● TASK DATA
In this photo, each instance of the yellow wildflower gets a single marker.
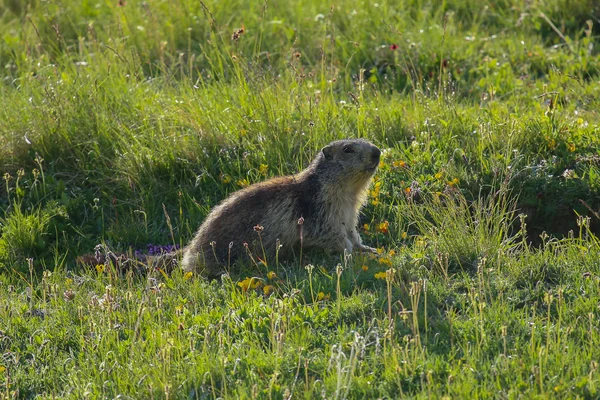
(323, 296)
(380, 275)
(383, 227)
(385, 260)
(267, 290)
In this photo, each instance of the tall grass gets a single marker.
(123, 123)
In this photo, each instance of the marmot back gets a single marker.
(326, 198)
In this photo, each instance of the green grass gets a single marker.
(124, 124)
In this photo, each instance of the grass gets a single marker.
(123, 123)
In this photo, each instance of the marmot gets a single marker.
(317, 207)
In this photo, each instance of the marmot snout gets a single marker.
(318, 207)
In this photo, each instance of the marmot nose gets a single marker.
(376, 153)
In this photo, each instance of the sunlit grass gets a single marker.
(122, 124)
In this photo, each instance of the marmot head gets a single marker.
(353, 161)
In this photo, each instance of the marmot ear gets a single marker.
(327, 152)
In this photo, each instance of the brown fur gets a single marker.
(328, 195)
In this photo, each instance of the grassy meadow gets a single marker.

● REQUIRED TASK
Rewrite all the rows above as a Markdown table with two columns, Number and Line, giving each line its own number and skipping blank lines. Leave the pictures out.

● ANSWER TO THIS PROBLEM
| Number | Line |
|---|---|
| 1 | In this photo, each instance of the yellow wildflower gets a single marker. |
| 2 | (323, 296) |
| 3 | (380, 275) |
| 4 | (383, 227) |
| 5 | (385, 260) |
| 6 | (267, 290) |
| 7 | In this photo, each instance of the tall grass gets a single marker. |
| 8 | (123, 123) |
| 9 | In this photo, each instance of the marmot back gets a single marker. |
| 10 | (326, 198) |
| 11 | In this photo, each instance of the green grass gets a single marker. |
| 12 | (124, 124) |
| 13 | In this photo, each instance of the grass gets a single marker. |
| 14 | (123, 123) |
| 15 | In this photo, each instance of the marmot gets a single marker. |
| 16 | (317, 207) |
| 17 | In this photo, each instance of the marmot snout gets a single marker. |
| 18 | (318, 207) |
| 19 | In this photo, each instance of the marmot nose gets a single marker. |
| 20 | (376, 153) |
| 21 | In this photo, each instance of the sunlit grass gets a single marker. |
| 22 | (122, 124) |
| 23 | In this photo, each instance of the marmot head gets a single marker. |
| 24 | (353, 161) |
| 25 | In this photo, each instance of the marmot ear gets a single marker. |
| 26 | (327, 152) |
| 27 | In this photo, each instance of the brown fur gets a single marker. |
| 28 | (328, 195) |
| 29 | In this photo, each instance of the grassy meadow gets a single marker. |